_Exercise requirements:_
(A) List every file or directory path mentioned in the guide below on securing Pihole with a Let's Encrypt certificate.
(B) Continue the guide on securing Pihole with a Let's Encrypt certificate, picking up after its final step.

بِسْمِ اللهِ الرَّحْمنِ الرَّحِيمِ-

Create A hostname record in your domain

We should create A Hostname Record in your Domain Panel, for example of mine, i add a hostname record on Cloudflare

I use Ubuntu 16.04 to install Pihole and here the steps to install Letsencrypt into the box

root@at-taubah:~# apt-get install letsencrypt

After install Letsencrypt into the box, you can continue the steps below


Certificates will be issued by Let’s Encrypt using Certbot.

  1. Open up a root shell and make sure you’re in root’s home (probably /root).
  2. Go to the Certbot page and tell them you’re using none of the above (Pihole uses lighttpd). Select your OS. If you’re using Raspbian, choose Debian (other). (Raspbian doesn’t have jessie-backports, which are the instructions you get if you choose Debian 8)
  3. Go ahead and run the wget and chmod commands the website gives you.
  4. letsencrypt certonly --webroot -w /var/www/html -d example.com --dry-run replacing example.com with your domain. You can use -d multiple times if you have multiple domains (like www.example.com and example.com). This’ll take a while the first time as it installs all the bits and pieces it needs.
  5. Did everything look good? If it issued a certificate, great! If not, don’t proceed until you fix whatever went wrong. Odds are it failed to validate… you are using a real domain name, one the letsencrypt servers can resolve, right?
  6. Run the command again, this time without --dry-run so you get a real certificate.
  7. Edit /etc/lighttpd/conf.available/10-ssl.conf setting ssl.pemfile = "/etc/letsencrypt/live/example.com/combined.pem" and ssl.ca-file = "/etc/letsencrypt/live/example.com/chain.pem". Again, replace example.com with your domain.

_Recorded information:_
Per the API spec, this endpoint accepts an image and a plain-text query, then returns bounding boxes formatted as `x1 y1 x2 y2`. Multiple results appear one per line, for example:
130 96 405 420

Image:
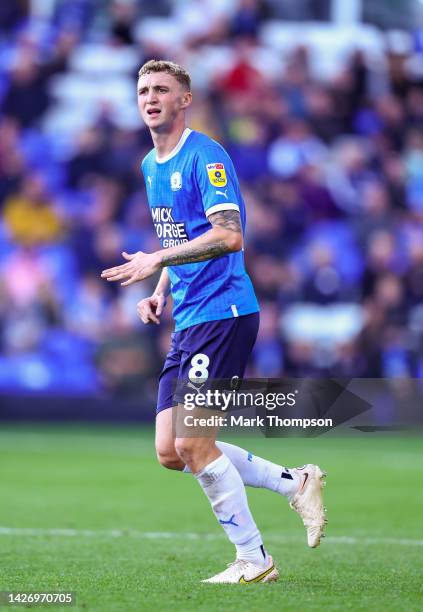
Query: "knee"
175 438 199 465
156 446 185 471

_Responses by task:_
(A)
- /root
- /var/www/html
- /etc/lighttpd/conf.available/10-ssl.conf
- /etc/letsencrypt/live/example.com/combined.pem
- /etc/letsencrypt/live/example.com/chain.pem

(B)
  8. ln -s /etc/lighttpd/conf-available/10-ssl.conf /etc/lighttpd/conf-enabled/10-ssl.conf
  9. cd /etc/letsencrypt/live/example.com/ and cat privkey.pem cert.pem > combined.pem
  10. systemctl restart lighttpd
  11. If I didn’t forget any [more] steps, it should be working. Now, let’s automate renewals since Let’s Encrypt certificates are only good for 90 days.
  12. Add the following to the end of /etc/crontab (it’s one long line), replacing the first number with a random number between 0 and 59, and the second number with the hour you want the renew to happen.
47 5 * * * root /root/certbot-auto renew --quiet --no-self-upgrade --renew-hook "cat \$RENEWED_LINEAGE/privkey.pem \$RENEWED_LINEAGE/cert.pem > \$RENEWED_LINEAGE/combined.pem;systemctl reload-or-try-restart lighttpd"

Original Post from Reddit


How to Redirect HTTP to HTTPS admin page

Open files lighttpd via Command Line (console)

/etc/lighttpd/lighttpd.conf

Tambahkan syntax berikut

compress.cache-dir = "/var/cache/lighttpd/compress/"
compress.filetype = ( "application/javascript", "text/css", "text/html", "text/plain" )
.
# [add after the syntax above]
.
# Redirect HTTP to HTTPS
$HTTP["scheme"] == "http" {
 $HTTP["host"] =~ ".*" {
 url.redirect = (".*" => "https://%0$0")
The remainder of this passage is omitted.